Stored data
━━━━━━━━

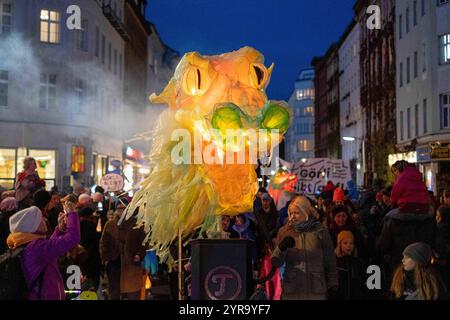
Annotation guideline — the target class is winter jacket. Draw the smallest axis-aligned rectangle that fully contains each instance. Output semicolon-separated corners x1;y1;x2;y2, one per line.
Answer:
377;209;444;272
336;256;367;300
14;171;45;210
391;166;430;212
272;225;339;300
8;212;80;300
100;215;120;264
119;217;146;293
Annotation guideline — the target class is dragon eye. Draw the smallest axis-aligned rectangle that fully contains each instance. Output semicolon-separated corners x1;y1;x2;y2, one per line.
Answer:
182;66;211;96
260;101;292;134
211;103;242;134
250;63;269;89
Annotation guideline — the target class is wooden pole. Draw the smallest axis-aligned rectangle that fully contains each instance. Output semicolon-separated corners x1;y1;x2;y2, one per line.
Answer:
178;229;183;300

━━━━━━━━

■ Instructions to follow
Write out the records from their beginning up to and including the line that contains "119;217;146;293". Omit the pictures from your answer.

■ Solution for this exercise
Annotation guideline — the target class is winter jacket. Draw the smallest axis-aligned rectangle that fully contains each instance. Output semicolon-separated corners x1;y1;x2;y2, one per line.
Answer:
377;209;444;272
336;256;367;300
14;171;45;210
391;166;430;212
272;225;339;300
8;212;80;300
100;215;120;264
119;217;146;293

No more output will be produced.